> [Task inputs]
****************************************
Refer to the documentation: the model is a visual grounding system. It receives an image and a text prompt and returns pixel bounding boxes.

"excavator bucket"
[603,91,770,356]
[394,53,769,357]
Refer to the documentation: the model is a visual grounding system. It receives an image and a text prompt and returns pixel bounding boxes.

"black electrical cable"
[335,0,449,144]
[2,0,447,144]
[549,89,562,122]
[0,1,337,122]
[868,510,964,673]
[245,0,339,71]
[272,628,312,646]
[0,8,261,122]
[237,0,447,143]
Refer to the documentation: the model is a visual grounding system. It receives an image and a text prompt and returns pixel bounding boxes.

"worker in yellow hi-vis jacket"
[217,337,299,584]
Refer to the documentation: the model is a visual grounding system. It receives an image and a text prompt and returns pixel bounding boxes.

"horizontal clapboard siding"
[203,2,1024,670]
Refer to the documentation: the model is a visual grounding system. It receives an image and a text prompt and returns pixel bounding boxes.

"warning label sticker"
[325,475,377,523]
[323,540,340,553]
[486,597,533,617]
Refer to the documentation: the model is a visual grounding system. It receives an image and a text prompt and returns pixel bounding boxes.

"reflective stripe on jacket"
****************************************
> [Exercise description] Reproduce the entries above in full, precisely as written.

> [Solution to the problem]
Refer to the documentation: the model is a visual grounding system. It receives an image and a text prompt and returns pixel bounding boxes.

"excavator bucket"
[603,91,770,356]
[394,53,769,357]
Refer to the documentation: the model is a visual grounding system. It receives an image and a text prompt and returns pixel bounding boxes.

"black electrical cable"
[335,0,449,144]
[2,0,447,144]
[549,89,562,122]
[0,1,337,122]
[868,510,964,673]
[245,0,339,71]
[272,628,312,646]
[0,8,261,122]
[237,0,447,143]
Refer to the documentation: the model is a visual grounding system. It receives an image and a text prompt and returns pixel bounding boxes.

"worker in yellow hi-vis jacket"
[217,337,299,584]
Refer to the documentation: the model is a visual grounding system. It receives an image and a text prompt and returns pixel bounding boxes.

"horizontal clapboard siding"
[203,2,1024,670]
Refer to the documentation: the model is a visual grounding system. It receives an image and a text prompt and returns pixel bounding boxes.

"warning label sticker"
[325,475,377,523]
[323,540,340,553]
[486,597,533,617]
Refer to the documentation: the model is a visual grounding system. It receives an image and a text prompt and returns pixel bounding boxes.

"reflective stripe on jacket"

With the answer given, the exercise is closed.